§ **WORK TO BE COMPLETED**
Return each entry unchanged.

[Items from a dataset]
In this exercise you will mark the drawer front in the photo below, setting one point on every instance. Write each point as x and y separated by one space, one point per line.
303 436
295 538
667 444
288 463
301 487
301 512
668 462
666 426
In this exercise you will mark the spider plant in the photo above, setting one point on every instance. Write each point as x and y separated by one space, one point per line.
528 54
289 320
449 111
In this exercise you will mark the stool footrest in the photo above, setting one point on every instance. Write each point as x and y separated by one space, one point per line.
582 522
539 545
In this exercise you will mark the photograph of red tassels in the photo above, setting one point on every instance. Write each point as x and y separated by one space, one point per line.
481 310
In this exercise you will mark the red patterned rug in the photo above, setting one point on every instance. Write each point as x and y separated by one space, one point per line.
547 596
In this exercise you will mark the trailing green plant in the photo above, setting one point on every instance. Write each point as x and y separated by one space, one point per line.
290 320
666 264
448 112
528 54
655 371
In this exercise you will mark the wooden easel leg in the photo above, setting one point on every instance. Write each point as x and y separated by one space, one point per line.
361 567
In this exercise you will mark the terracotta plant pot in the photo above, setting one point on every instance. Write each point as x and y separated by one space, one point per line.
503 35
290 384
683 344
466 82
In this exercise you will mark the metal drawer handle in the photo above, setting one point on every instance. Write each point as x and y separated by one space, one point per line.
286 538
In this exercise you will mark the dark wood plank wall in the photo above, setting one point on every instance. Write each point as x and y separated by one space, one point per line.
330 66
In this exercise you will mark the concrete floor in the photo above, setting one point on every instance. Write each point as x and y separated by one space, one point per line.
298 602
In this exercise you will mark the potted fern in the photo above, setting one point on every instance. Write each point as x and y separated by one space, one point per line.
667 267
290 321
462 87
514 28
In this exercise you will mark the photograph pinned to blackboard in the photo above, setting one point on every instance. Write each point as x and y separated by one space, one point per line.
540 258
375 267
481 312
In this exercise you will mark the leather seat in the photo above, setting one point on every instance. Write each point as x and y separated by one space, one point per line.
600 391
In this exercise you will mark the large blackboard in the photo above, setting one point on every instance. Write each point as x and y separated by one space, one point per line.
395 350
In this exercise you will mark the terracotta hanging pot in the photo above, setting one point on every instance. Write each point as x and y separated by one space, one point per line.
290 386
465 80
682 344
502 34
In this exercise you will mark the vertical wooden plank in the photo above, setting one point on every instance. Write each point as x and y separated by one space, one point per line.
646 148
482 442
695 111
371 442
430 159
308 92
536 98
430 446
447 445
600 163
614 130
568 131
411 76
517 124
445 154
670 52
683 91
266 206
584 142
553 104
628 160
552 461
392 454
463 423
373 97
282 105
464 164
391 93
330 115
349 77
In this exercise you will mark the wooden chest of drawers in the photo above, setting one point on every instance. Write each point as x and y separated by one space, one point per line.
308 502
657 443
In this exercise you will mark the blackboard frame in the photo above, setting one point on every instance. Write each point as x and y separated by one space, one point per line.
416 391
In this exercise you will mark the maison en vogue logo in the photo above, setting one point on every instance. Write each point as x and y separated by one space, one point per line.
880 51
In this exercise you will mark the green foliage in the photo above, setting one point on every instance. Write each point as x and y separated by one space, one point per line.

§ **SOLUTION FOR THIS PROBLEM**
In this exercise you will mark the drawer front in the photo below, setting one point on every instance. Write each point as x and y separated by one space, one point per line.
303 436
295 538
667 444
288 463
301 487
301 512
668 462
666 426
In this exercise you will mark the spider plant in the photo above, setting one point on every instance. Write each point as x and y separated by one space, one point per line.
528 54
289 320
449 111
In this exercise you will mark the stool footrest in the photo above, setting one point on every instance. Write each point as x and y separated by one space, one point per line.
582 522
539 545
In this exercise you will mark the photograph of red tassels in the photo above, setting one point on every instance. Write each point as x and y separated by one space, one point per line.
481 310
In this exercise you will mark the red patterned rug in the photo above, setting one point on every instance. Write each point as x and y separated by one space, one point per line.
547 596
In this exercise you will mark the trailing green plant in the photo above, setting one point on every instance. Write each point as x and y separated by one space, one point per line.
290 320
666 264
448 112
528 54
655 371
In this exercise you will mark the wooden easel leg in the photo above, setting one point on every instance. Write each point as x and y separated by one space, one point per line.
361 567
In this exercise you will mark the terracotta plant pot in the photo above, setting one point on every instance. Write each point as x and y separated by one space, one point per line.
503 35
290 384
683 344
466 82
In this exercise you will mark the metal drawer handle in the photo above, setting one point on every instance. Write each point as x and y separated by one space, one point per line.
286 538
In this exercise you will mark the dark wood plank wall in the photo above, setting one point on every instance. Write each point as x and y separated by one space, one point per line.
330 66
In this exercise you will mark the concrete floor in the photo above, setting one point on every instance. Write each point as x and y separated by one space, one point per line.
298 602
In this exercise you will mark the potted fern in the photo above, setting one point on every instance. Write each point as x and y separated by one space, one point per line.
667 267
290 321
462 87
514 28
In this exercise you will mark the photograph pinned to blackboard in the photo above, setting one point on every instance. Write each point as x and y separated by one space, one point per line.
540 258
375 267
481 312
In this exercise you will mark the leather seat in the photo above, setting one point on every instance. Write each point as x and y separated by one space, one point per line.
600 391
In this exercise you will mark the large blackboard in the photo above, setting one point on every instance. Write each point as x and y separated by one space, one point per line.
395 350
In this exercise you will mark the terracotta hanging pot in the photo above, setting one point on every instance. Write each point as x and y separated by one space, one point per line.
290 386
465 80
682 344
502 34
In this exercise you will mark the vertical wooden plank in the photo above, setting one point on every instance. Write each point as x and y separated by one space, one point per line.
646 148
482 442
695 111
371 442
430 159
308 92
536 98
430 446
447 445
600 163
614 130
568 131
411 76
517 124
445 154
670 52
683 91
266 206
584 142
553 104
628 160
552 461
392 454
463 423
373 97
282 105
464 164
391 93
330 115
349 77
In this exercise you will mark the wooden chest of drawers in the photo above, setting one point on every instance. Write each point as x and y separated by one space, one point per line.
308 502
657 443
In this exercise you will mark the blackboard frame in the photo above, setting one point on every instance. Write each point as x and y separated by one space, one point per line.
416 391
In this exercise you will mark the maison en vogue logo in the photo above, setting one point on every instance. Write each point as x and y separated by one space, one point per line.
880 51
In this exercise you will mark the green foliage in the photo above, setting one point on every instance. Write each point as x and y separated by one space, one point per line.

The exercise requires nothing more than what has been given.